Start of Data for the task
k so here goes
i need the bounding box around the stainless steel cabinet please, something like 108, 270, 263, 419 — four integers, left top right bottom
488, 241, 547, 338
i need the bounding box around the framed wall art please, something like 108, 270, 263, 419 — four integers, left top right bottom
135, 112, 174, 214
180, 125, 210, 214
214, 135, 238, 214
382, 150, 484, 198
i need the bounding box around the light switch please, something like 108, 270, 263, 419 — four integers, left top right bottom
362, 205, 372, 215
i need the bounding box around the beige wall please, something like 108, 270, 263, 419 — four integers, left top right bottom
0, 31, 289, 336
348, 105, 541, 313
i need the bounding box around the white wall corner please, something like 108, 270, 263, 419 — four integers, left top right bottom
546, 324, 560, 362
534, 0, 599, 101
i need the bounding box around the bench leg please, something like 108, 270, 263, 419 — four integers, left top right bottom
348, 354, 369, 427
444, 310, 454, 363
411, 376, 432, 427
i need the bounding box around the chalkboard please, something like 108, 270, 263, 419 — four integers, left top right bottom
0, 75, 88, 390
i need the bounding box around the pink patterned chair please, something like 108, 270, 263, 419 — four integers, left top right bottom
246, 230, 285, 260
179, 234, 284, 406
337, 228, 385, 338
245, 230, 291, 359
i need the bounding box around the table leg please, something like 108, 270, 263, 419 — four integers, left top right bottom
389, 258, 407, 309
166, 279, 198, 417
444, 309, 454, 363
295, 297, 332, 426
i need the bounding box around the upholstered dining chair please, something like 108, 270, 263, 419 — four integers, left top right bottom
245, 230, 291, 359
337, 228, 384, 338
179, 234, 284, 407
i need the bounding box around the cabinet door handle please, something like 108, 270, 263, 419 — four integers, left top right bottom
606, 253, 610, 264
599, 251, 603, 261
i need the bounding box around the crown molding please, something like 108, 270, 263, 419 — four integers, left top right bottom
End of Data for the task
▶ _Activity_:
Retype every entry exactly as it stands.

▶ _Solved exercise_:
k so here goes
i need the bounding box around the stainless steel cabinet please, something like 108, 270, 263, 419 — four integers, left top right bottom
488, 241, 547, 338
i need the bounding box around the framed wall art please, something like 108, 270, 263, 419 — four integers, left top right bottom
135, 112, 174, 214
180, 125, 210, 214
214, 135, 238, 214
382, 150, 484, 198
i need the bounding box around the light switch please, something like 108, 270, 263, 419 — four integers, left top right bottom
362, 205, 372, 215
i need the bounding box around the beige wall please, something like 108, 270, 263, 419 — four integers, left top right bottom
0, 31, 289, 336
348, 105, 541, 313
i need the bounding box around the white wall corner please, something like 108, 270, 263, 419 — four integers, left top right bottom
546, 324, 560, 362
534, 0, 599, 101
i need the bounding box around the bench leg please, something like 108, 270, 263, 419 — four integers, left top right bottom
348, 354, 369, 427
444, 310, 454, 363
411, 376, 432, 427
i need the bounding box around the chalkboard please, something like 108, 270, 263, 419 — four integers, left top right bottom
0, 75, 88, 390
i need the bounding box around the pink patterned chair please, something like 108, 270, 263, 419 — four integers, left top right bottom
246, 230, 285, 260
179, 234, 284, 406
337, 228, 385, 338
245, 230, 291, 359
i need the bounding box around the table leg please, something like 108, 270, 263, 419 — four integers, left top right bottom
389, 258, 407, 309
166, 279, 198, 417
444, 309, 454, 363
295, 297, 332, 426
i need the bounding box around the upholstered dining chair please, something like 108, 270, 263, 419 — four integers, left top right bottom
245, 230, 291, 359
337, 228, 384, 338
179, 234, 284, 407
i need the bounding box around the cabinet door handle please, something like 108, 270, 263, 419 — four integers, left top right bottom
606, 253, 610, 264
599, 251, 603, 261
i need the bounding box around the crown molding please, something like 108, 270, 263, 419 — four integers, left top right bottom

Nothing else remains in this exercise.